而super block的位置是固定的,当以f2fs格式化一个磁盘的时候,它会写入到磁盘固定偏移的地方。

SIT

由于f2fs是LFS,追加的写的大小不固定,很可能小于一个segment的大小,这就需要记录哪些block已经使用。segment info table 就是做这个事情的,里面的valid_map记录了有效的块。

/*
 * Note that f2fs_sit_entry->vblocks has the following bit-field information.
 * [15:10] : allocation type such as CURSEG_XXXX_TYPE
 * [9:0] : valid block count
 */
#define SIT_VBLOCKS_SHIFT       10
#define SIT_VBLOCKS_MASK        ((1 << SIT_VBLOCKS_SHIFT) - 1)
#define GET_SIT_VBLOCKS(raw_sit)                                \
        (le16_to_cpu((raw_sit)->vblocks) & SIT_VBLOCKS_MASK)
#define GET_SIT_TYPE(raw_sit)                                   \
        ((le16_to_cpu((raw_sit)->vblocks) & ~SIT_VBLOCKS_MASK)  \
         >> SIT_VBLOCKS_SHIFT)

struct f2fs_sit_entry {
        __le16 vblocks;                         /* reference above */
        __u8 valid_map[SIT_VBLOCK_MAP_SIZE];    /* bitmap for valid blocks */
        __le64 mtime;                           /* segment age for cleaning */
} __packed;

struct f2fs_sit_block {
        struct f2fs_sit_entry entries[SIT_ENTRY_PER_BLOCK];
} __packed;

segment summary

f2fs 一个重要的设计特色就是避免了对传统LFS 的wandering tree问题,这个主要是通过segment summary 相关的数据结构实现的。

通过上面SIT的介绍,一次写之后,需要更新对应的SIT。这个更新会记录到 f2fs_sit_journal_entry中:

struct sit_journal_entry {
        __le32 segno;
        struct f2fs_sit_entry se;
} __packed;

struct sit_journal {
        struct sit_journal_entry entries[SIT_JOURNAL_ENTRIES];
        __u8 reserved[SIT_JOURNAL_RESERVED];
} __packed;

如果新建一个文件或目录,并且有写操作,就需要更新nat 区域。同样对这个inode的更新也会记录到f2fs_nat_journal_entry中:

struct nat_journal_entry {
        __le32 nid;
        struct f2fs_nat_entry ne;
} __packed;

struct nat_journal {
        struct nat_journal_entry entries[NAT_JOURNAL_ENTRIES];
        __u8 reserved[NAT_JOURNAL_RESERVED];
}

一个写操作,其实对NAT/SIT更新的区域的很小。如果每次都直接更新这两个区域,对SSD会导致比较大的写放大。为了避免这个问题,f2fs 通过segment summary把这些零星的写攒到segment summary 区域。

/*
 * For segment summary
 *
 * One summary block contains exactly 512 summary entries, which represents
 * exactly 2MB segment by default. Not allow to change the basic units.
 *
 * NOTE: For initializing fields, you must use set_summary
 *
 * - If data page, nid represents dnode's nid
 * - If node page, nid represents the node page's nid.
 *
 * The ofs_in_node is used by only data page. It represents offset
 * from node's page's beginning to get a data block address.
 * ex) data_blkaddr = (block_t)(nodepage_start_address + ofs_in_node)
 */
#define ENTRIES_IN_SUM          512
#define SUMMARY_SIZE            (7)     /* sizeof(struct summary) */
#define SUM_FOOTER_SIZE         (5)     /* sizeof(struct summary_footer) */
#define SUM_ENTRY_SIZE          (SUMMARY_SIZE * ENTRIES_IN_SUM)

(边界框数据摘录)
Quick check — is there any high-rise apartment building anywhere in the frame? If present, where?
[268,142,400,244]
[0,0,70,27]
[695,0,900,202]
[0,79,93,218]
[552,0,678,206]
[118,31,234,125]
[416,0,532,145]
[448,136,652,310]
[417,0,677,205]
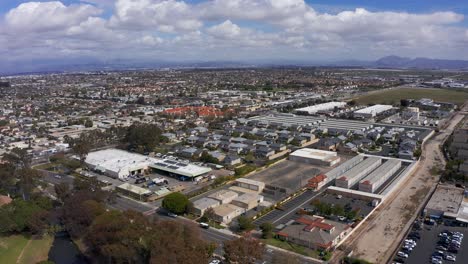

任务要求 |
**a)** 请抄写选文中从“而super block的位”开始、一直到“info table 就是做这个事情的,里面的valid_map记录了有效的块。”为止的部分。
**b)** 选文中用 struct 定义了哪些结构体？请逐一写出它们的名称。

完整答案 |
**a)**
而super block的位置是固定的,当以f2fs格式化一个磁盘的时候,它会写入到磁盘固定偏移的地方。

SIT

由于f2fs是LFS,追加的写的大小不固定,很可能小于一个segment的大小,这就需要记录哪些block已经使用。segment info table 就是做这个事情的,里面的valid_map记录了有效的块。

**b)** f2fs_sit_entry、f2fs_sit_block、sit_journal_entry、sit_journal、nat_journal_entry、nat_journal